:: TEXT PROVIDED ::

-- begin --

As world leaders gather at the U.N. Climate Action Summit in New York, the Institute for Agriculture and Trade Policy (IATP), in its new publication, calls on U.N. member governments to tackle agricultural emissions head on by redirecting public funds away from Big Ag, ending agribusiness impunity and transitioning farming to a growing movement of regenerative agriculture called Agroecology. The U.N. Secretary General is asking governments to deliver concrete commitments to nearly halve planet warming gases in the coming decade. With agriculture and forestry accounting for 82 percent of the world’s nitrous oxide and 44 percent of global methane emissions from 2007-2016 alone—a just agroecological transition is essential to getting there.
Governments spend large public funds on corporations that expand global industrial livestock and feed production. For instance, 40 percent of the EU’s budget goes towards agriculture disbursed through the Common Agriculture Policy (CAP). According to Greenpeace, nearly half of the EU’s CAP budget (up to 31.6 billion Euros) goes towards the livestock sector, with large-scale operations as the main beneficiaries. This public investment in large-scale livestock has come at the expense of rural communities and degraded land, water and air. Similarly, the U.S. Farm Bill heavily subsidizes cheap, often below cost feed (corn and soy) that supplies mega factory farms associated with widespread rural water and air pollution–often in African American and Latino communities. The expansion in factory farms, and loss of smaller, independent producers, is largely responsible for the steady increase in U.S.-based agriculture-related GHG emissions.
Another major reason for runaway emissions from the agriculture sector is the impunity with which agribusiness is allowed to pollute water, air and degrade land with the public incurring the environmental and health costs. In our Emissions Impossible report, GRAIN and IATP found that just 20 transnational companies combined emitted more GHGs than several industrialized countries. Just five combined emitted more GHGs in 2016 than Shell or Exxon or BP and yet none are legally required to report, verify or reduce their emissions. Nitrates choke our estuaries and saturate our soils; nitrous oxide, which is 300 times more potent than carbon dioxide, leaks into our atmosphere to heat our planet. Strengthening regulations for the rapid reduction of nitrogen-related emissions is essential to getting on a 1.5°C pathway.

-- end --

:: EXTRACTED ENTRIES ::
-- begin --

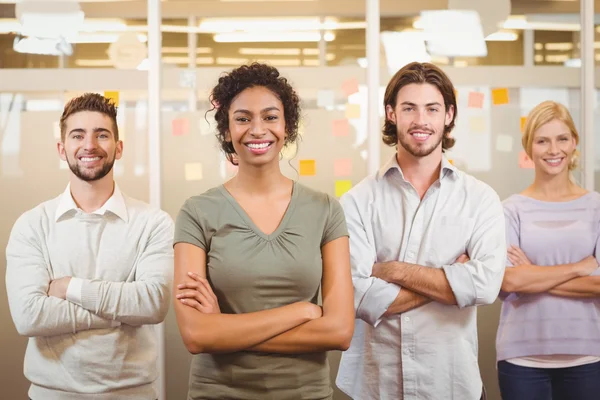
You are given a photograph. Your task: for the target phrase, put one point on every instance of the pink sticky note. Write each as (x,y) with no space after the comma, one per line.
(180,126)
(340,127)
(342,167)
(475,100)
(524,161)
(350,86)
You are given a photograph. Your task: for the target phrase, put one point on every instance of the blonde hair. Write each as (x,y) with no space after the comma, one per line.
(542,114)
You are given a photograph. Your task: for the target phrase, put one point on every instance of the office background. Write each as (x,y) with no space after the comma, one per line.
(170,152)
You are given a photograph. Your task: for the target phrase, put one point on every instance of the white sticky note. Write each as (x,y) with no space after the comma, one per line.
(504,143)
(325,98)
(193,172)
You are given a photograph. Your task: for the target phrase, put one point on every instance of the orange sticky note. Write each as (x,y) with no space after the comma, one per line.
(308,168)
(180,126)
(342,167)
(524,161)
(350,86)
(500,96)
(523,121)
(342,187)
(340,127)
(114,96)
(475,100)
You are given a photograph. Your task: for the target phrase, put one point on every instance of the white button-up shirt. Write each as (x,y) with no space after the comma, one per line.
(429,353)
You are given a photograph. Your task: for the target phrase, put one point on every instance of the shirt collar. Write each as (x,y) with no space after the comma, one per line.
(115,204)
(393,164)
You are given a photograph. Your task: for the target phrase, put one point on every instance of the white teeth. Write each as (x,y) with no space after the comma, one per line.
(258,146)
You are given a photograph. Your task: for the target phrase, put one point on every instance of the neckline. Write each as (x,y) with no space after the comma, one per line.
(244,215)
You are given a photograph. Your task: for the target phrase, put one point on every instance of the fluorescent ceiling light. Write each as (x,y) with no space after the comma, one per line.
(266,37)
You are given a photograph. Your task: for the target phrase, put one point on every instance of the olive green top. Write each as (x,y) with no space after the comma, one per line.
(250,271)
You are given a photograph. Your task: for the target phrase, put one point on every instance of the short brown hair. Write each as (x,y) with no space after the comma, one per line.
(419,73)
(543,113)
(89,102)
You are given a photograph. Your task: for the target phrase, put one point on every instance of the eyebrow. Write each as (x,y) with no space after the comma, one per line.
(262,111)
(95,130)
(408,103)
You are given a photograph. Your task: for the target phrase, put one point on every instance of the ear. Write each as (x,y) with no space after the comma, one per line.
(119,150)
(390,115)
(449,115)
(60,147)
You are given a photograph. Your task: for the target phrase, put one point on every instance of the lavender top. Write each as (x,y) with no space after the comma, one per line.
(550,233)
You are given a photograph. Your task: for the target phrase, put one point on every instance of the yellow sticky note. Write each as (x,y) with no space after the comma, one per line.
(342,167)
(308,168)
(114,96)
(353,111)
(477,124)
(523,121)
(500,96)
(193,172)
(342,187)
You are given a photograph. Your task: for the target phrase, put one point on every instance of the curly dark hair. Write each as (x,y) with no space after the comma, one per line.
(233,83)
(89,102)
(419,73)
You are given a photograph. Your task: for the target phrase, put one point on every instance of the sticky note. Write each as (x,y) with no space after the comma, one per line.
(193,171)
(477,124)
(342,187)
(475,100)
(342,167)
(180,126)
(340,127)
(114,96)
(523,121)
(56,130)
(350,86)
(524,161)
(325,98)
(308,168)
(353,111)
(504,143)
(500,96)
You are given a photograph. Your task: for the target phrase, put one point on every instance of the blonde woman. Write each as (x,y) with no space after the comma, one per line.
(548,342)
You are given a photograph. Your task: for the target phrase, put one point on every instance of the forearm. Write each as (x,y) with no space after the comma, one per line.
(227,333)
(537,279)
(405,301)
(426,281)
(132,303)
(584,287)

-- end --

:: EXERCISE DESCRIPTION ::
Decide whether each statement agrees with the agricultural emissions text, answering yes or no and quoting the deciding words: 1. Greenpeace puts the livestock sector's share of the EU's CAP budget at up to 31.6 billion Euros. 2. Nitrous oxide is described as 100 times more potent than carbon dioxide. 3. The five companies that together emitted more GHGs in 2016 than Shell or Exxon or BP are legally required to report their emissions.

:: RESPONSE TO THIS EXERCISE ::
1. Yes: "nearly half of the EU’s CAP budget (up to 31.6 billion Euros) goes towards the livestock sector"
2. No: "nitrous oxide, which is 300 times more potent than carbon dioxide"
3. No: "none are legally required to report, verify or reduce their emissions"